> Work to do
1 – Answer these questions about the forum thread:
(a) In which state does the person who started the thread live?
(b) What is the enclosure's frame made of?
(c) What size does the enclosure measure now, according to the reply to the question about floor dimensions?
2 – Which lines of the rows contain the word "water"? Report each of those lines, matching case exactly.

> Passage shown

---*---

# Out door enclosure



## beardeddragon111 (Mar 16, 2018)

I've talked about it a lot and haven't really gotten to do it, but now I have a good chance to get the tegu outdoors this summer. Down here in Alabama we have a really nice environment for the tegu. We had some turkeys that lived outdoors and don't have them anymore and now are left with this enclosure. Of course it's In no condition for a tegu right now, chicken wire, not floor, etc. But I was wondering if any of you think it's of use? Or should instant from scratch? The frame is made of 1x6s and I don't know if that's good enough to keep a tegu in. Ours in particular is destructive so I may just start new anyway






Sent from my SAMSUNG-SM-G920A using Tapatalk


----------



## Walter1 (Mar 16, 2018)

What are its floor dimensions?


----------



## beardeddragon111 (Mar 16, 2018)

Walter1 said:


> What are its floor dimensions?


6x6x3 feet. I have some panels to make it a 12x6x3 though, and could build a base for more height.

---*---

> Data for this task

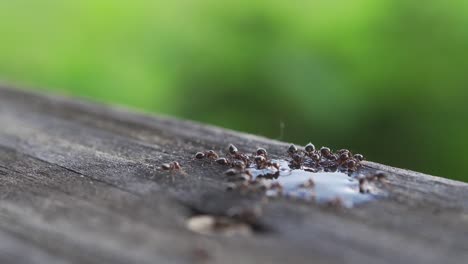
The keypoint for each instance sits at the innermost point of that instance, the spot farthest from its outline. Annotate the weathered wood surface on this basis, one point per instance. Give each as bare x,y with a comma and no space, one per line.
78,184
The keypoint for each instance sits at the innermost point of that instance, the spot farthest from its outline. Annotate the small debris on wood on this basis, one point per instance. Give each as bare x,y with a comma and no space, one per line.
218,225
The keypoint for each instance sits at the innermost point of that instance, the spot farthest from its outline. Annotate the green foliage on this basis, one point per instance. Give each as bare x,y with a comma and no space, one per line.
387,78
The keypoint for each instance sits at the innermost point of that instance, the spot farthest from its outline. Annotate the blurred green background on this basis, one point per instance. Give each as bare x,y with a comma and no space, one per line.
387,78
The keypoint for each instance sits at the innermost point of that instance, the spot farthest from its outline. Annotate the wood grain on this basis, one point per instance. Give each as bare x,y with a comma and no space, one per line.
79,184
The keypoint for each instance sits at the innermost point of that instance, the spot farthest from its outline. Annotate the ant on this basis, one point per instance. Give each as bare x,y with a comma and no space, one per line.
171,166
234,153
210,154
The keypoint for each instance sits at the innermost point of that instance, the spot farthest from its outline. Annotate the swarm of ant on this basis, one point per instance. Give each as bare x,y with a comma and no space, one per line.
253,172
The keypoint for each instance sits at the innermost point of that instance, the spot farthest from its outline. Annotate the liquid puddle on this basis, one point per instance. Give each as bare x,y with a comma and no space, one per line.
322,187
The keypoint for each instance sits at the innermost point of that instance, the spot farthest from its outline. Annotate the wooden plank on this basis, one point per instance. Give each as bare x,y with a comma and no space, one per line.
79,183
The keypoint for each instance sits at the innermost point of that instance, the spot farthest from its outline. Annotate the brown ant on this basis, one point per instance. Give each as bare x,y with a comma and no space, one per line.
359,157
297,161
210,154
222,161
232,149
171,166
262,152
309,148
292,150
234,153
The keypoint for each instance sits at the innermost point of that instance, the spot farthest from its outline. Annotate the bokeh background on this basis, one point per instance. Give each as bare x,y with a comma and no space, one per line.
387,78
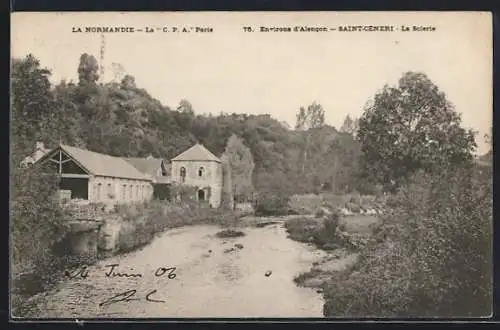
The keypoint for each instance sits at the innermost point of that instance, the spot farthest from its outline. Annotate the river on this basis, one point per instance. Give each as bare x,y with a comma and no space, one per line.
213,278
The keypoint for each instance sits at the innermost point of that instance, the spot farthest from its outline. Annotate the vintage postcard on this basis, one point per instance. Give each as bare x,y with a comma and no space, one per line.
251,164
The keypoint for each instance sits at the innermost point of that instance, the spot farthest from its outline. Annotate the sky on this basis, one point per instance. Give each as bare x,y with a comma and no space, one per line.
230,70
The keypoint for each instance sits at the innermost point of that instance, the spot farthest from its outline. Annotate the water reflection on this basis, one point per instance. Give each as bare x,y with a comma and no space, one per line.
209,282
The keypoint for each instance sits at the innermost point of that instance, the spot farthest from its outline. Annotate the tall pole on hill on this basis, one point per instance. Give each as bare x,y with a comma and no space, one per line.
101,58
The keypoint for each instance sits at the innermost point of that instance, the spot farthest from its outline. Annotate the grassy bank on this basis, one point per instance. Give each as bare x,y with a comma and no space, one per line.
430,255
342,237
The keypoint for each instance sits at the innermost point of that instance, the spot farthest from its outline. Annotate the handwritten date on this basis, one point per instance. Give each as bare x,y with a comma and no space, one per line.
130,295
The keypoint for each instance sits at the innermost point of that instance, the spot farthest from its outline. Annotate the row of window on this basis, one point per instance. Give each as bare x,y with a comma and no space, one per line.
128,192
201,173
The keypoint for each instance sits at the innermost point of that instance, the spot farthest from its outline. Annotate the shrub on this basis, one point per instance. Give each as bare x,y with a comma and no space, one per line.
305,204
38,226
433,255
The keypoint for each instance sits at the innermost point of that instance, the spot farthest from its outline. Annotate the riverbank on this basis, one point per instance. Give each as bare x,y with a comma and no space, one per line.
245,276
340,237
126,229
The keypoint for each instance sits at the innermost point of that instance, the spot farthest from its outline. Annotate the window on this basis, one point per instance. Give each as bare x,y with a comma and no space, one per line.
98,192
183,174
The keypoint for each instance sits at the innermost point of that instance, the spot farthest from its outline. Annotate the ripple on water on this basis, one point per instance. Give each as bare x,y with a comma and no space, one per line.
208,284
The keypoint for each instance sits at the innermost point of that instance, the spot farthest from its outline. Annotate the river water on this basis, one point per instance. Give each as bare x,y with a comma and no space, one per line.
213,278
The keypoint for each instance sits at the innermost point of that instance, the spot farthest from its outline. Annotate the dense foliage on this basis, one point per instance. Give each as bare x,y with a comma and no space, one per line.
411,127
433,256
121,119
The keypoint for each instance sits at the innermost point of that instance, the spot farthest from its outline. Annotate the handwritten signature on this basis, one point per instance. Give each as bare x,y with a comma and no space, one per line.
129,295
83,272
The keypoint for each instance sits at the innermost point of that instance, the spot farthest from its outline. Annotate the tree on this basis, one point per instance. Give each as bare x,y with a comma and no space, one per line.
410,127
88,70
350,125
32,104
128,82
241,165
307,120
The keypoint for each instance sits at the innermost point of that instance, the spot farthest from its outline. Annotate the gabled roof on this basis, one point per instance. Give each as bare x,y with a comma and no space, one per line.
101,164
146,165
197,153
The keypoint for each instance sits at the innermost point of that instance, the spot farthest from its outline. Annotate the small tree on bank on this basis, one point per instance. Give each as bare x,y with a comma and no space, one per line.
410,127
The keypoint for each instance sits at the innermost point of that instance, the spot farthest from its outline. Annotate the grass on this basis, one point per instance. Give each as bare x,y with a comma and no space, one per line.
142,222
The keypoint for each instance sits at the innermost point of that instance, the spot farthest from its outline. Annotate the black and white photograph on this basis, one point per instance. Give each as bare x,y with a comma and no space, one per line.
251,165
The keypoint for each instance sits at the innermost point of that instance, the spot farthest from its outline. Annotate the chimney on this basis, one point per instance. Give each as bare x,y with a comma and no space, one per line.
39,146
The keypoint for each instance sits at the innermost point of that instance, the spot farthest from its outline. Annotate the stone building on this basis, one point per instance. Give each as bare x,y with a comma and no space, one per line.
39,151
159,171
97,178
199,168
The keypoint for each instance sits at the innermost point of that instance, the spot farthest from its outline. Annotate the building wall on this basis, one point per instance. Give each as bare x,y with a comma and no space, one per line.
119,191
212,177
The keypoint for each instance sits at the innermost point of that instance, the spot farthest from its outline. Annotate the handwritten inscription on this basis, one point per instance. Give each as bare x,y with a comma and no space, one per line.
113,272
130,295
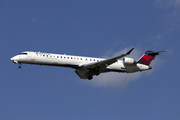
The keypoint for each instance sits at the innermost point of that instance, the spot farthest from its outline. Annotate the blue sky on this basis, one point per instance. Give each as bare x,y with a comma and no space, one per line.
97,28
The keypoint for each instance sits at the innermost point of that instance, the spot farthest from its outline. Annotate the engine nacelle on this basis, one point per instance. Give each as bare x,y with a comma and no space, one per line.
128,61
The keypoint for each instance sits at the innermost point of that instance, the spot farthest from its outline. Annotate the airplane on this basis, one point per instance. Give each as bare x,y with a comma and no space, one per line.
87,67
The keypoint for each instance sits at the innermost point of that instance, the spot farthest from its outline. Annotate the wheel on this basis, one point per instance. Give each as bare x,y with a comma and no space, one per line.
90,77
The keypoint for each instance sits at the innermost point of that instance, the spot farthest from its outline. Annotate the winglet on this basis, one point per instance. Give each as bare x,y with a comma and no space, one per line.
129,51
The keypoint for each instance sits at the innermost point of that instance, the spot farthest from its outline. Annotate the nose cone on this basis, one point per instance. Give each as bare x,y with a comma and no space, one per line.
14,59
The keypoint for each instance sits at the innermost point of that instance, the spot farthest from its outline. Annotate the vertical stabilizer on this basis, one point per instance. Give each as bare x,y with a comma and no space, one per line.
147,58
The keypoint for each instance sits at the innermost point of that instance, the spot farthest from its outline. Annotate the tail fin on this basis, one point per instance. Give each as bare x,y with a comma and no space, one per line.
148,57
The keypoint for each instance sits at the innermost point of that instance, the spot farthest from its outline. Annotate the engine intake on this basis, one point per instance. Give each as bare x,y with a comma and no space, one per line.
129,61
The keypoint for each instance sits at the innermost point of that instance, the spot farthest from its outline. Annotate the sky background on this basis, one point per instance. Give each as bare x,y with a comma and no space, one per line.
95,28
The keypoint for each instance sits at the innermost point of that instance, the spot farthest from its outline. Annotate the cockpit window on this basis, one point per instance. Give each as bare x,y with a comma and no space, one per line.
22,53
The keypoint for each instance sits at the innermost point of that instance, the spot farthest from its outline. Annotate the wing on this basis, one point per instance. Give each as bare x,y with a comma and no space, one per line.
97,67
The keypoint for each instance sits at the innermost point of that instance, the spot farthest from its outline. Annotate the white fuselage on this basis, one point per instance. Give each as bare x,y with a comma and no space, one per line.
75,62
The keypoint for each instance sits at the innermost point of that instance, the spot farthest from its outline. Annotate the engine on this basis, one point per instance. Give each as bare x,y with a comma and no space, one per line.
128,61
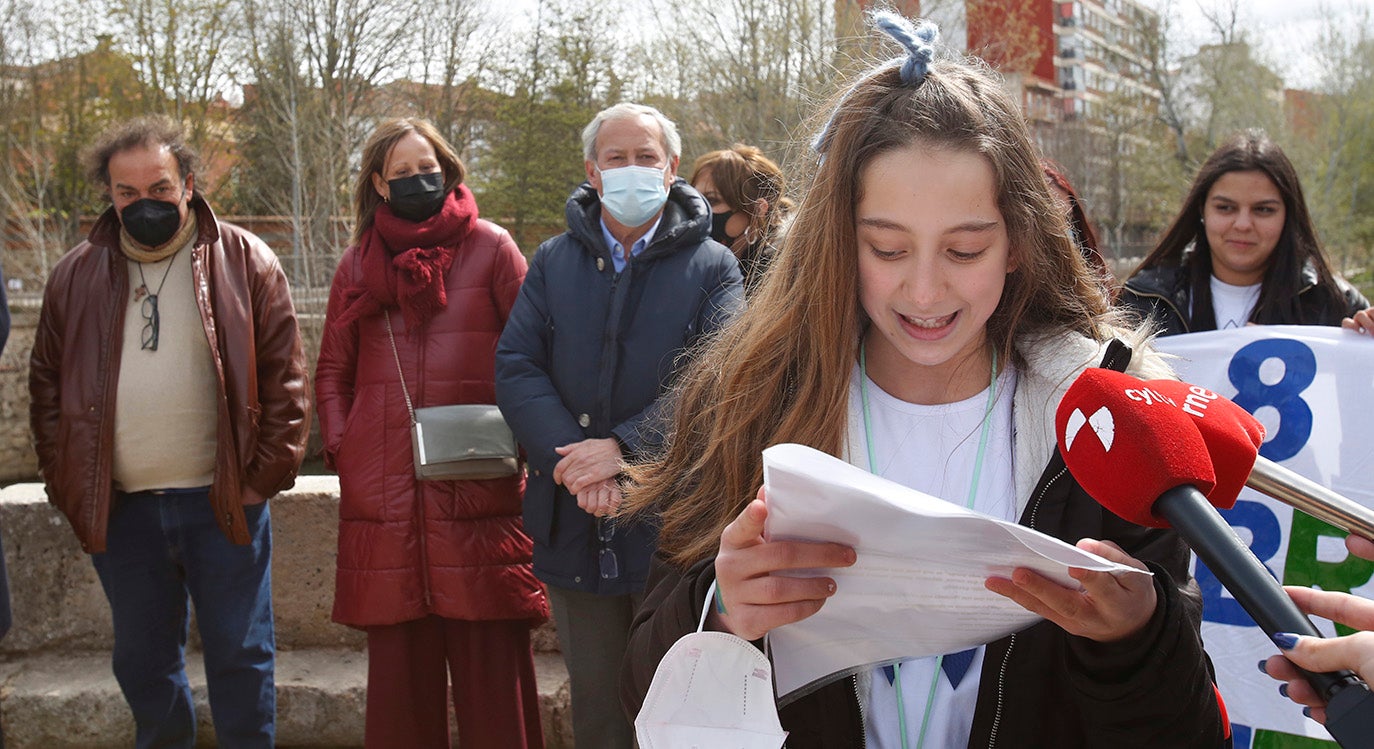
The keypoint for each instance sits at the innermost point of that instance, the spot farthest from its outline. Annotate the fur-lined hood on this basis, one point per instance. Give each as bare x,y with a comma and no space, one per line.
1053,363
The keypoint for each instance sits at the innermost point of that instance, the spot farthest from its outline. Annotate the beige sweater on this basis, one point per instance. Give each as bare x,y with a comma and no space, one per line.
165,415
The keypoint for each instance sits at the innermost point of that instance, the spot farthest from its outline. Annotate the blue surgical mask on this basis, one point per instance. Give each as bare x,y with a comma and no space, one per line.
634,194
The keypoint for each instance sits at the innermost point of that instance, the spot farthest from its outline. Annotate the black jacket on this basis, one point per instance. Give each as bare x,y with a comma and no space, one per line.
1164,293
588,352
1038,687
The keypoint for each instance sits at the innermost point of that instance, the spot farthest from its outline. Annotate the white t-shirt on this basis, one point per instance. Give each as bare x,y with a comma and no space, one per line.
933,450
1233,304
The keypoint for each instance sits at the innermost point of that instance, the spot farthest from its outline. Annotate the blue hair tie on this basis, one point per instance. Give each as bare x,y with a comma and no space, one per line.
919,43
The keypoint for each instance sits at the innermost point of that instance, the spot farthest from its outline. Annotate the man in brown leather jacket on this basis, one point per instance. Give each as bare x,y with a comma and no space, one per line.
169,400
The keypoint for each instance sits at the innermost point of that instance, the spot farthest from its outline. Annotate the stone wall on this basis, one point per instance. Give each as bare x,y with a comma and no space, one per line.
55,683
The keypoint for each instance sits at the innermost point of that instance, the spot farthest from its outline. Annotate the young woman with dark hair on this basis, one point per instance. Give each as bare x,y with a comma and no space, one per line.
1241,250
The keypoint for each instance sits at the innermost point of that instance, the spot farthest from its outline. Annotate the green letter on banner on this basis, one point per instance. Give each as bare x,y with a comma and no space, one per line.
1304,569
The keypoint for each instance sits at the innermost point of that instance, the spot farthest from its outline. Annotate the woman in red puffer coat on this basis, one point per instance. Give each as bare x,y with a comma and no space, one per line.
436,572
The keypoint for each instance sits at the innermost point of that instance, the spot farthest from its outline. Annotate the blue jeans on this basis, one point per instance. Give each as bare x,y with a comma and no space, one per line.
162,549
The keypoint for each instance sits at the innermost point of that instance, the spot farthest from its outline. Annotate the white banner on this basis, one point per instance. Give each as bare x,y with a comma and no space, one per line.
1312,388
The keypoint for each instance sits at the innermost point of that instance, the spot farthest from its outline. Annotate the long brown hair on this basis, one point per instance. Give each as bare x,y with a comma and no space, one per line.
781,371
742,176
1185,242
374,161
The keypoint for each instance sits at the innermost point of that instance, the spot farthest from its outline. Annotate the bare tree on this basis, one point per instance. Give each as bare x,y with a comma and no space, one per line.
179,47
316,68
561,77
748,70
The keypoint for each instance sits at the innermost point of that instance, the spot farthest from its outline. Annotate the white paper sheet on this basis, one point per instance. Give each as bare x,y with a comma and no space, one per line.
917,587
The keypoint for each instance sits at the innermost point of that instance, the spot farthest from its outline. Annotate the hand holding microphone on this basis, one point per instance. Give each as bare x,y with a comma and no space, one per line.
1163,454
1354,652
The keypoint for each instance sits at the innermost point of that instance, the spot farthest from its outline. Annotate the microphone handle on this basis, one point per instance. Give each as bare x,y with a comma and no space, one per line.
1233,562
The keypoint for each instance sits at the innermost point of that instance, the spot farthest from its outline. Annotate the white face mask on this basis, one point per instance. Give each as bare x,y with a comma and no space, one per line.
634,194
712,689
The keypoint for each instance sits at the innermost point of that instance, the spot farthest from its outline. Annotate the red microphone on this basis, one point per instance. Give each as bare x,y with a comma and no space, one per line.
1127,443
1156,452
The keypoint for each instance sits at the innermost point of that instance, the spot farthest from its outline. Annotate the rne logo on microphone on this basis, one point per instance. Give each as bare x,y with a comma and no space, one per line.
1101,422
1149,396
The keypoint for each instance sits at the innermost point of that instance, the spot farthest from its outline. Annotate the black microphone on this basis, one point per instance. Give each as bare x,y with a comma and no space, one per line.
1110,425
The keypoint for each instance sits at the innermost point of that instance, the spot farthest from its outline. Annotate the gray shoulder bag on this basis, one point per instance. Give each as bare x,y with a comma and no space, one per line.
456,441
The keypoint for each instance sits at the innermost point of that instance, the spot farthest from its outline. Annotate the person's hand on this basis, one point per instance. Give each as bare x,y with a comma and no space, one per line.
1316,654
1108,608
601,499
755,598
1359,546
1360,322
586,463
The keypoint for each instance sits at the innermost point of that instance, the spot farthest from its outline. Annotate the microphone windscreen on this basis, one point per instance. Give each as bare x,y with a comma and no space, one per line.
1233,436
1127,444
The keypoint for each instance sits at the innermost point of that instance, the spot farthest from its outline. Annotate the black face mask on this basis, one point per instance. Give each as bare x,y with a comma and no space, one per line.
717,227
417,197
151,223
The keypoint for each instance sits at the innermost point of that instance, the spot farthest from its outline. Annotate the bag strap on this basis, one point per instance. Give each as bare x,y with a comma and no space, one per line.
390,336
705,609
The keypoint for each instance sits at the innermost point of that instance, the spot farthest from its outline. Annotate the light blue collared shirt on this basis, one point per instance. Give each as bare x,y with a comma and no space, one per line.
617,250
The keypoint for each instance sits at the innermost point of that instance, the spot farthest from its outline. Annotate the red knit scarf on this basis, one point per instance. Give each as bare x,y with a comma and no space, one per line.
404,263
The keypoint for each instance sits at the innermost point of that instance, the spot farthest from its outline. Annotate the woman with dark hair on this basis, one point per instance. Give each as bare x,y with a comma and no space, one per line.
436,572
1241,250
1080,228
745,190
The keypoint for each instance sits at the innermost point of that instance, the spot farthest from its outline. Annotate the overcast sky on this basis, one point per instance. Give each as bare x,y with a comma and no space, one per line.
1285,30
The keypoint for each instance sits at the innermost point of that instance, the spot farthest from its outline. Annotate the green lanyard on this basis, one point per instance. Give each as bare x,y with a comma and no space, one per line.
973,494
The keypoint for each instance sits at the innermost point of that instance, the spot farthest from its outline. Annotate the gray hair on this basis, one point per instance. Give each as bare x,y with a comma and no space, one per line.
624,110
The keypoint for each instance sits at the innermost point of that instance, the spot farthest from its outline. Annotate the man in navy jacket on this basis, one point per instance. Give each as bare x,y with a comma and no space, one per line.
591,347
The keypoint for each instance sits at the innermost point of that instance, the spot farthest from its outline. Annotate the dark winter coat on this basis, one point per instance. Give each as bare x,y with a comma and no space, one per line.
1039,686
1164,293
588,353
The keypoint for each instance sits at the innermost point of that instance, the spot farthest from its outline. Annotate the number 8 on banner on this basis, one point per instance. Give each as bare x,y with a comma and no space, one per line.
1284,396
1292,434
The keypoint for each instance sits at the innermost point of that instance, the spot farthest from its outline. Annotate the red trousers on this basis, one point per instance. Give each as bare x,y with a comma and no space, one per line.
492,669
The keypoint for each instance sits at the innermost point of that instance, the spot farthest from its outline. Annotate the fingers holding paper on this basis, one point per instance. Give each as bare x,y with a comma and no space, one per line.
752,597
1109,608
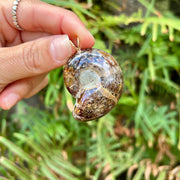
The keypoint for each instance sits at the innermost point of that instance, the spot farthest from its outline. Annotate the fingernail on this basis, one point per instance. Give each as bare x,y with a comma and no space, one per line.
60,48
11,99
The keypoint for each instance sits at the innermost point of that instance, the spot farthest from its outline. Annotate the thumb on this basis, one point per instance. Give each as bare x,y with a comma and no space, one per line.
34,57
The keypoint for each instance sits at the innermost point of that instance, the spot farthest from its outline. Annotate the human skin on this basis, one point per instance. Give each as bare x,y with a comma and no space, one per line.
26,57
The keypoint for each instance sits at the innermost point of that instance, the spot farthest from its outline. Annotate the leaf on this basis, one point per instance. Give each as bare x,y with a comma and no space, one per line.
139,173
16,150
17,170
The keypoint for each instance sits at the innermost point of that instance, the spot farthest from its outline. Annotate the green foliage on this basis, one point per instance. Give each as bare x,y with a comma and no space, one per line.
139,139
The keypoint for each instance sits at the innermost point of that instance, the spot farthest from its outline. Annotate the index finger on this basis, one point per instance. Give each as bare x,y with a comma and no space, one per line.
34,15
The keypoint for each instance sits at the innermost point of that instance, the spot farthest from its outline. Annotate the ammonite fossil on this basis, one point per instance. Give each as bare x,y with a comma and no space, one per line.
95,79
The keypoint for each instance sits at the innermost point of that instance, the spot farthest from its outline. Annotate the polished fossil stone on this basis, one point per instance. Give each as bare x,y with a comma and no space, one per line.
95,79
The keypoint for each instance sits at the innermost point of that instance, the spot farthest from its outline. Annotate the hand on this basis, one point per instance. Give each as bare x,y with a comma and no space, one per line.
27,56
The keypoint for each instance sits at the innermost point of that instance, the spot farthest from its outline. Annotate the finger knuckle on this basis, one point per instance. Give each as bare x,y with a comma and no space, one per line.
31,57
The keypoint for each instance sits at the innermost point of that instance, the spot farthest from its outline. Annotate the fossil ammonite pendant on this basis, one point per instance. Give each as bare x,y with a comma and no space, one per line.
95,79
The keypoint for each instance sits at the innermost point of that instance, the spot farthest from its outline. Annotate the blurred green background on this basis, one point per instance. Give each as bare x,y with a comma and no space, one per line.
140,138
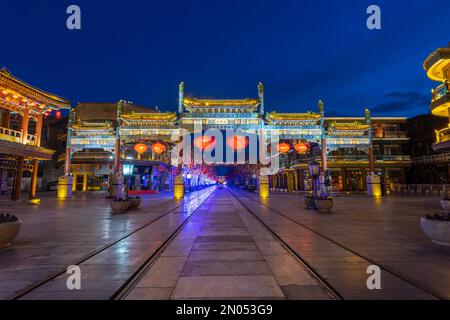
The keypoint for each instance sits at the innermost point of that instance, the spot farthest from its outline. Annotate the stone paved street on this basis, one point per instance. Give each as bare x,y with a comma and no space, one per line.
223,251
229,255
58,233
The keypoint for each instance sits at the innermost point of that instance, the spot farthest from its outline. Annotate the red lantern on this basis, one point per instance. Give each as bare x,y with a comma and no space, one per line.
205,142
140,148
159,148
301,148
237,142
283,147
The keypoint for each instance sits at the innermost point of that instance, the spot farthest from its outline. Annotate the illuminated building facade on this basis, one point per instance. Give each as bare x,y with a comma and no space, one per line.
22,109
110,144
437,66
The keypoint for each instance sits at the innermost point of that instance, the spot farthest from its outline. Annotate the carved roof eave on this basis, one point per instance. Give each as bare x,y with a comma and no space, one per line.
23,88
290,117
220,103
153,117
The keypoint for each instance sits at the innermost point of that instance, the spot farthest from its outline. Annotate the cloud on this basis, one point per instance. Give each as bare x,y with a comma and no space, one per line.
401,101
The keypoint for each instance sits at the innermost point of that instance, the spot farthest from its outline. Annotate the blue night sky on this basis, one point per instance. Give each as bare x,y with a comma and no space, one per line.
301,50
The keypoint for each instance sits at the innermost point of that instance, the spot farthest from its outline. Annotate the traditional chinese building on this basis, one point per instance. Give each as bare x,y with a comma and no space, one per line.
437,66
22,108
114,143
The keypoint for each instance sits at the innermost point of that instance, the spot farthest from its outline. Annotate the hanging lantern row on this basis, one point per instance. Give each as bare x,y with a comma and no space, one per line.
300,147
205,142
208,142
140,148
157,148
237,142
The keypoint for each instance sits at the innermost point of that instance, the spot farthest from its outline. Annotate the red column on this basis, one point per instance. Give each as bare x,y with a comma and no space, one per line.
67,162
117,157
24,124
18,179
6,118
324,155
371,160
39,129
34,180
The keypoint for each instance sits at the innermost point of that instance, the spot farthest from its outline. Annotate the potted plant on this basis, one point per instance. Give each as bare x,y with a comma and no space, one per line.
309,201
9,229
445,203
324,203
135,202
437,228
120,205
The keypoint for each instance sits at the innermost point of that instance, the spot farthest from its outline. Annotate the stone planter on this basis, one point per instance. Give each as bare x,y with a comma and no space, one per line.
437,230
309,202
445,204
134,202
8,232
120,206
324,205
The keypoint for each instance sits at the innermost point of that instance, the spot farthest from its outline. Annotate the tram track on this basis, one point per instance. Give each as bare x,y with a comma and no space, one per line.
313,270
131,282
135,279
39,284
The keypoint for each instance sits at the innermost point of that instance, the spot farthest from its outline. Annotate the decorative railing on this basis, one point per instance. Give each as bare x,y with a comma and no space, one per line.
16,136
10,135
440,91
92,156
438,158
62,157
443,135
284,162
395,135
31,140
421,189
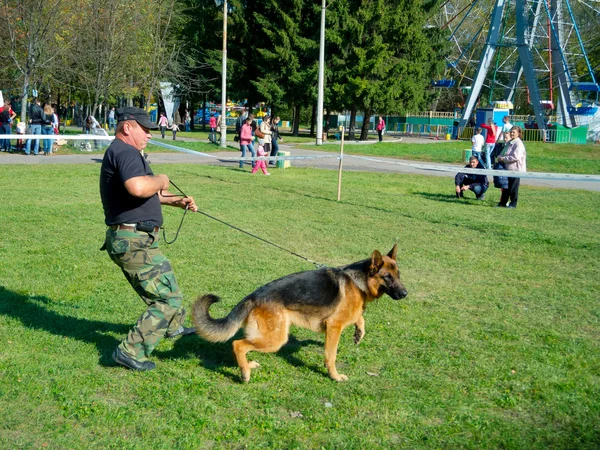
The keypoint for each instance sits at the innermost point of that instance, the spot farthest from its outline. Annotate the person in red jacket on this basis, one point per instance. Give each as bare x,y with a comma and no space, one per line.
490,141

---*---

> Results for each task
1 –
(a) Alabama
(b) 1x6s
(c) 6x6x3 feet

2 –
The keypoint for each instance sits at the innermost point of that instance, the spot farthest from its outline. Annotate the water reflection on this basis, one point per instance. Give each as bare x,y with a comma and no space, one per line.
The keypoint for each instance sits at the innermost point of that instance, the spot farthest from its outline. Annotate the ripple on water on this basis, one point per instance. Give each as bare x,y with a comma and no space, one per line.
The keypoint for each instance sits at the innermost point of that instance, the spot farthest from its outline. Annotate the river water on this basis, one point per instance. Give each as bare x,y with a comma and no space, one per line.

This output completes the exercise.